Gesellschaft | Interview

„Südtirol ist kein Sonderfall“

Professor Walter Lorenz über die sozialen Fragen der Zukunft, Tee trinken in Cambridge und was er an der Universität vermissen wird.
Hinweis: Dies ist ein Partner-Artikel und spiegelt nicht notwendigerweise die Meinung der SALTO-Redaktion wider.
Prof. Walter Lorenz
Foto: unibz

Herr Lorenz, was werden Sie an der Uni Bozen vermissen und auf was freuen Sie sich in ihrem Ruhestand?

Walter Lorenz: Ich werde ja zum Glück weiterhin Lehraufträge bekommen, zumindest in diesem Jahr noch. Mich interessiert an der Universität einfach die Verbindung zwischen Forschung und Lehre. Dass wir hier die Gelegenheit haben uns Wissen selbstständig anzueignen durch Forschungsprojekte und diese dann den Studierenden unmittelbar zur Verfügung stellen. Das ist ein reziproker Prozess, denn ich stelle immer wieder fest, wie viel ich von Studierenden selber lernen kann. Ihre Fragen und ihre Einstellungen zu bestimmten Themen halten mich ständig wach neue Themen und neue Perspektiven zu erforschen und zu erkennen. Dieser Austausch ist wirklich etwas, was mir hoffentlich noch einige Zeit bleiben wird. Was ich nicht vermissen werde, ist das Übermaß an bürokratischen Aufgaben die heutzutage mit allen Tätigkeiten zu tun haben. Ein bisschen mehr Zeit zu haben für die eigene Gestaltung, auch meiner Forschung und des Lesepensums, darauf freue ich mich besonders.

 

Der Uni Bozen bleiben Sie also noch treu?

Ich habe noch Lehraufträge und werde meinen Wohnsitz hier in Südtirol behalten und auch die Entwicklungen der ganzen Universität mit großem Interesse verfolgen.

 

 

Wie sieht die weitere Entwicklung der Universität Bozen aus?

□ □ □

• _FRAGEN ZUM TEXT_:
(a) Geben Sie aus dem Interview mit Walter Lorenz den Abschnitt zwischen „Hinweis: Dies ist“ und „in ihrem Ruhestand?“, beide eingeschlossen, wortgetreu wieder.
(b) Beantworten Sie zum Interview mit Walter Lorenz die folgenden Fragen:
(i) Was wird Lorenz nach eigener Aussage nicht vermissen?
(ii) Wo wird er seinen Wohnsitz behalten?
(iii) Wer ist als Quelle des Fotos angegeben?

□ □ □

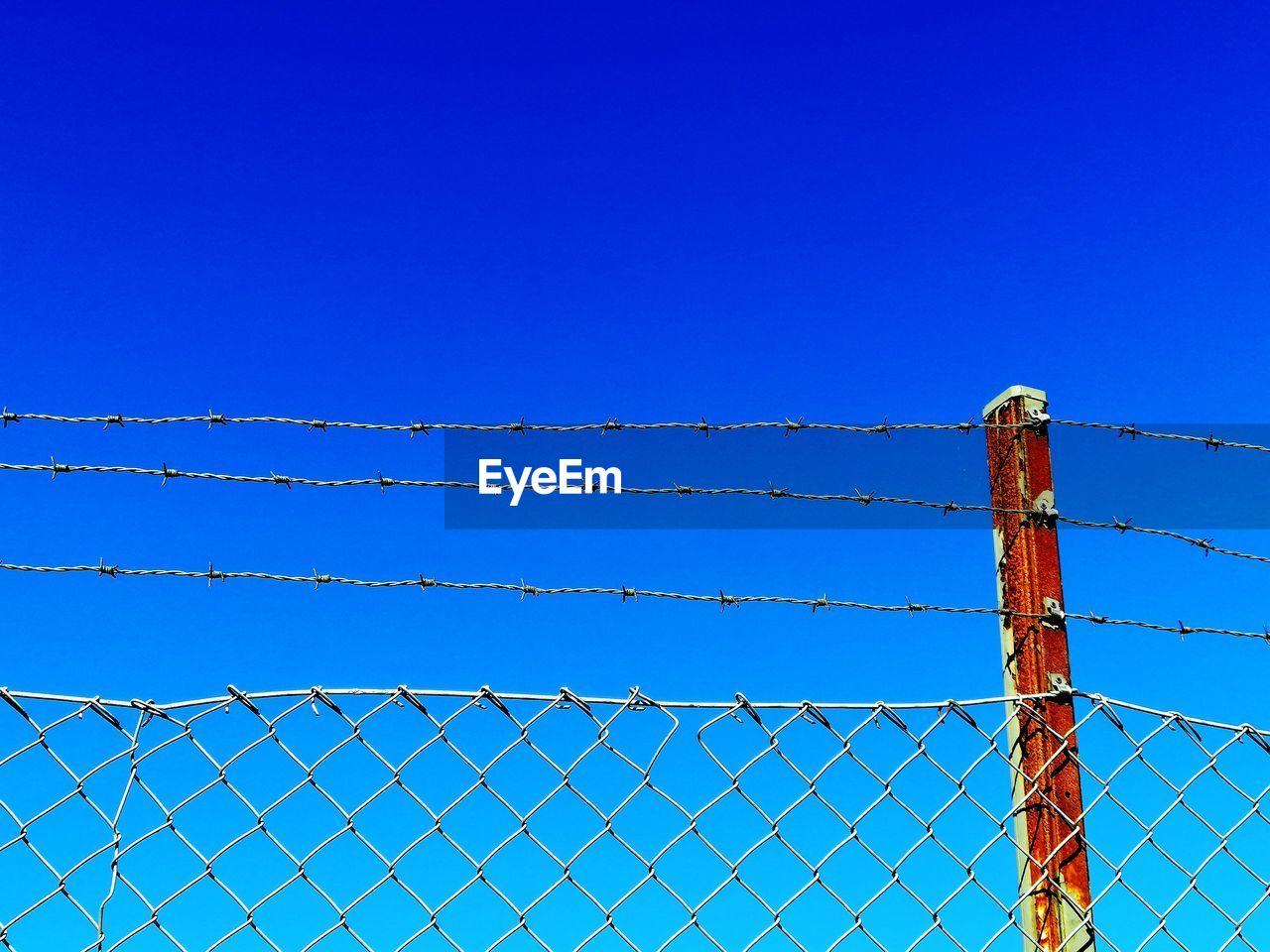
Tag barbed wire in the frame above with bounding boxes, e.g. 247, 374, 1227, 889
1049, 418, 1270, 453
10, 408, 1270, 453
0, 558, 1270, 644
0, 408, 1010, 436
0, 459, 1270, 563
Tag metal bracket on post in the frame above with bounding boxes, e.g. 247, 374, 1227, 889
983, 387, 1094, 952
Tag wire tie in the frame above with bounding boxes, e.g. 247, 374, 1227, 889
87, 697, 123, 731
476, 684, 512, 717
225, 684, 260, 715
626, 684, 658, 711
557, 686, 590, 715
309, 685, 343, 715
733, 690, 763, 721
128, 697, 172, 721
798, 701, 831, 730
0, 688, 31, 721
398, 684, 428, 715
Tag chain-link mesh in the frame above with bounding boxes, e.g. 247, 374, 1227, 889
0, 689, 1270, 952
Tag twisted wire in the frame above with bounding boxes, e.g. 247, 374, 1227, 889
0, 459, 1270, 563
0, 559, 1270, 644
10, 408, 1270, 453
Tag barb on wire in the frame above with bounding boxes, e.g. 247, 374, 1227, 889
0, 558, 1270, 644
1051, 418, 1270, 453
0, 459, 1270, 563
0, 408, 1016, 436
10, 407, 1270, 453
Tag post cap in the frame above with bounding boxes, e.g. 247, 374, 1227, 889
983, 384, 1049, 418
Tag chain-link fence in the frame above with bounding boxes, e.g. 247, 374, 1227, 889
0, 689, 1270, 952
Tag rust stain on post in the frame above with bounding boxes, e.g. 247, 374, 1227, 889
983, 387, 1093, 952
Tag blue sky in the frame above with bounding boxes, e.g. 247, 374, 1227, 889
0, 4, 1270, 722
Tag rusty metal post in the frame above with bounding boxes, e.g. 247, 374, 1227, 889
983, 387, 1093, 952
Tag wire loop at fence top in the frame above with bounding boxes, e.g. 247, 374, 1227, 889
0, 686, 1270, 952
0, 558, 1270, 644
0, 459, 1270, 563
10, 408, 1270, 453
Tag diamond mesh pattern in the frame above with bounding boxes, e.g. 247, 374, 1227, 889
0, 688, 1270, 952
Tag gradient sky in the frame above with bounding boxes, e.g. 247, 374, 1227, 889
0, 3, 1270, 722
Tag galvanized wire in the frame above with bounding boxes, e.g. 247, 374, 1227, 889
10, 459, 1270, 563
0, 408, 1010, 436
1049, 418, 1270, 453
0, 686, 1270, 952
0, 408, 1270, 453
0, 559, 1270, 644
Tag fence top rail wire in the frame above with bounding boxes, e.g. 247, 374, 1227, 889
0, 558, 1270, 645
0, 408, 1270, 453
0, 684, 1270, 739
0, 459, 1270, 563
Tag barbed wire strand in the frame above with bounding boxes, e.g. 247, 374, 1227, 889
0, 459, 1270, 563
0, 559, 1270, 644
0, 684, 1062, 726
0, 408, 1010, 436
10, 408, 1270, 453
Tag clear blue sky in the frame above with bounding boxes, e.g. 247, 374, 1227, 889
0, 4, 1270, 721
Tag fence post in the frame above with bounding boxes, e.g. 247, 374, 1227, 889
983, 387, 1093, 952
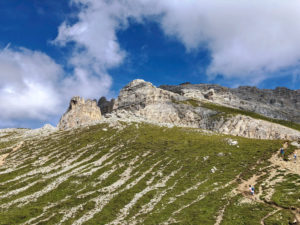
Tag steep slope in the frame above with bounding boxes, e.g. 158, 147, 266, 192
58, 79, 300, 140
160, 83, 300, 123
0, 121, 299, 225
57, 96, 101, 129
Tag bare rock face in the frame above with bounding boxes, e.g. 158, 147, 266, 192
98, 97, 115, 115
113, 79, 213, 127
57, 96, 101, 130
160, 84, 300, 123
214, 115, 300, 140
58, 79, 300, 141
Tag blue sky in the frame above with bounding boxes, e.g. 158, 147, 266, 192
0, 0, 300, 128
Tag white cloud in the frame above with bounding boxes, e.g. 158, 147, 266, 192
0, 48, 111, 127
55, 0, 300, 83
152, 0, 300, 82
0, 0, 300, 125
0, 48, 62, 126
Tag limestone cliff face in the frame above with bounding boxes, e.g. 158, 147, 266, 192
58, 79, 300, 140
113, 80, 214, 127
58, 97, 101, 130
160, 83, 300, 123
212, 115, 300, 140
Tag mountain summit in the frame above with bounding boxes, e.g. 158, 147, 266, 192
58, 79, 300, 140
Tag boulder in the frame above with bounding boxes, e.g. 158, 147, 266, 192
58, 96, 101, 130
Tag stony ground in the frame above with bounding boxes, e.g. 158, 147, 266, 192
0, 122, 300, 225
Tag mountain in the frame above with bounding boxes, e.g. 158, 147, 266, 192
58, 80, 300, 140
0, 80, 300, 225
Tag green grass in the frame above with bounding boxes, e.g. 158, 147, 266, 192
272, 174, 300, 209
0, 124, 292, 225
200, 102, 300, 131
264, 210, 295, 225
173, 99, 300, 131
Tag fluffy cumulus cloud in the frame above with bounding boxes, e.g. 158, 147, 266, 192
55, 0, 300, 83
0, 0, 300, 126
0, 48, 62, 126
0, 47, 111, 127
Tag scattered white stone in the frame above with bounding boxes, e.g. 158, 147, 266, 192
227, 138, 238, 145
210, 166, 218, 173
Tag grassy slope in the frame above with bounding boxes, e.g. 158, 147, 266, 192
0, 124, 288, 225
177, 99, 300, 131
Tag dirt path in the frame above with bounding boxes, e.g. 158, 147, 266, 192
270, 149, 300, 175
0, 141, 24, 166
233, 143, 300, 225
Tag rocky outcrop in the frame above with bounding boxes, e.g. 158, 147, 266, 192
58, 97, 101, 130
98, 97, 115, 115
160, 84, 300, 123
58, 79, 300, 140
113, 79, 215, 127
213, 115, 300, 140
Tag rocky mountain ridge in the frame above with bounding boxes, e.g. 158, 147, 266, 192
58, 79, 300, 140
159, 83, 300, 123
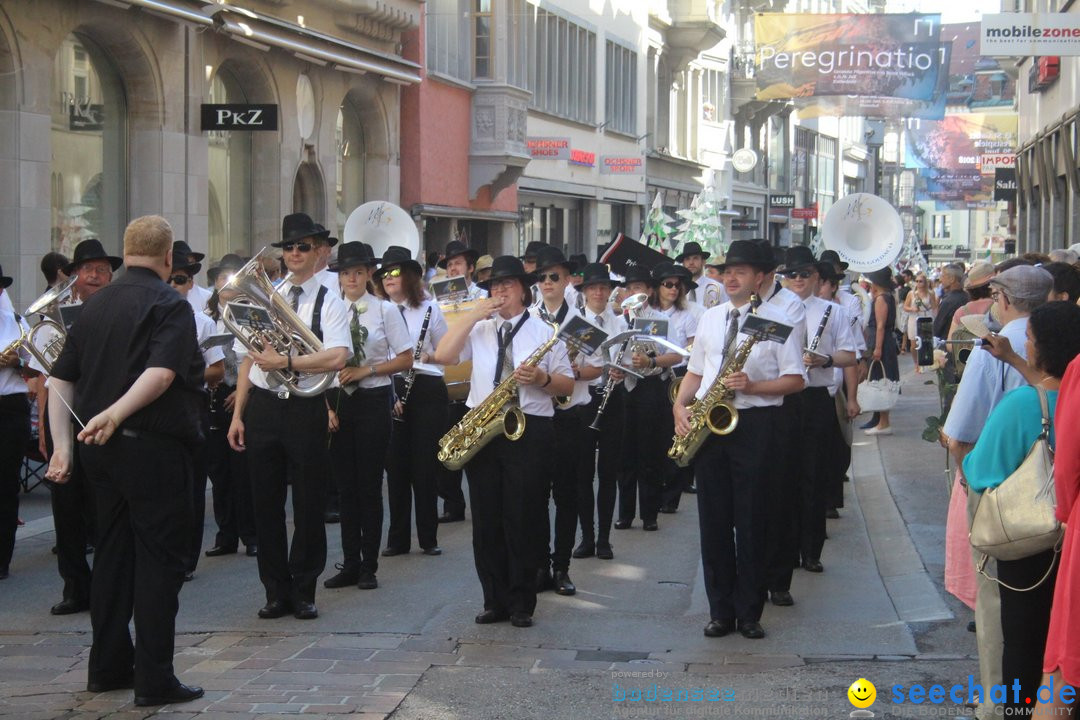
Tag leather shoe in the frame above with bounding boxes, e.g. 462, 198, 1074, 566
135, 682, 203, 707
476, 610, 510, 625
705, 620, 735, 638
769, 590, 795, 608
739, 620, 765, 640
259, 600, 293, 620
293, 600, 319, 620
555, 570, 578, 595
49, 598, 90, 615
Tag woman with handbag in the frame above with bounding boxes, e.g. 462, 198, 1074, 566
962, 302, 1080, 708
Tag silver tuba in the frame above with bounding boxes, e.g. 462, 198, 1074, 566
219, 247, 337, 397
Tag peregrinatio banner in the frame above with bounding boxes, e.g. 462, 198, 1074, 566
754, 13, 945, 100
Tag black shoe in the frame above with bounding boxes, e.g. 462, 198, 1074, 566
475, 610, 510, 625
570, 540, 596, 560
259, 600, 293, 620
554, 570, 578, 595
769, 590, 795, 608
739, 620, 765, 640
135, 682, 203, 707
49, 598, 90, 615
293, 600, 319, 620
705, 620, 735, 638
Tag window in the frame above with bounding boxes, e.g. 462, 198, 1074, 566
604, 40, 637, 134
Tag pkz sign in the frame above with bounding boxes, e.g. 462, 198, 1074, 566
202, 103, 278, 132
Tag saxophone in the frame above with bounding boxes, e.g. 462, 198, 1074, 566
437, 323, 558, 470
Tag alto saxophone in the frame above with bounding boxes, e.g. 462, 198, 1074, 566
437, 323, 558, 470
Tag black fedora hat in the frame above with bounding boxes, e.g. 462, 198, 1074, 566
327, 242, 379, 272
438, 240, 480, 270
64, 237, 124, 276
173, 240, 206, 262
270, 213, 330, 247
476, 255, 537, 290
716, 240, 777, 272
375, 245, 423, 280
537, 245, 578, 273
578, 262, 619, 293
652, 262, 698, 290
675, 242, 708, 262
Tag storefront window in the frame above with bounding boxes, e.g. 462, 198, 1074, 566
51, 35, 127, 257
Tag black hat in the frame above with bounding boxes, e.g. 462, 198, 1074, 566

□ □ □

• _LÖSUNGEN_:
(a)
Hinweis: Dies ist ein Partner-Artikel und spiegelt nicht notwendigerweise die Meinung der SALTO-Redaktion wider.
Prof. Walter Lorenz
Foto: unibz

Herr Lorenz, was werden Sie an der Uni Bozen vermissen und auf was freuen Sie sich in ihrem Ruhestand?

(b)
(i) Das Übermaß an bürokratischen Aufgaben.
(ii) In Südtirol.
(iii) unibz.